— begin ENTRIES —

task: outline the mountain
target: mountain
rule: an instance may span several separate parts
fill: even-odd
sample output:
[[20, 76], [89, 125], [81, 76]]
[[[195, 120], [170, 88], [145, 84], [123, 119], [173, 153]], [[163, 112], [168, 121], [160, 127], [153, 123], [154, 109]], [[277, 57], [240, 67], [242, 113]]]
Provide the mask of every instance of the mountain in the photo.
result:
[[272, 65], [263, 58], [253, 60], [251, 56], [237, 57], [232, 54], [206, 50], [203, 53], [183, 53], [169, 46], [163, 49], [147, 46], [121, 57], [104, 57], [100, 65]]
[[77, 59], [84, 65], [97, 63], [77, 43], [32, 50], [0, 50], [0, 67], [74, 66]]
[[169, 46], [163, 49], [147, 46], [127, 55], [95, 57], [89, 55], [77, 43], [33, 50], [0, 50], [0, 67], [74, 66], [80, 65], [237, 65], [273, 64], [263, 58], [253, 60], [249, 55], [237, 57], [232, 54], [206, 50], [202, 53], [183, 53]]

— end ENTRIES —

• WRITTEN TASK: State how many lines of the listing contain the word "instance". Give only the number.

• EXERCISE OUTPUT: 2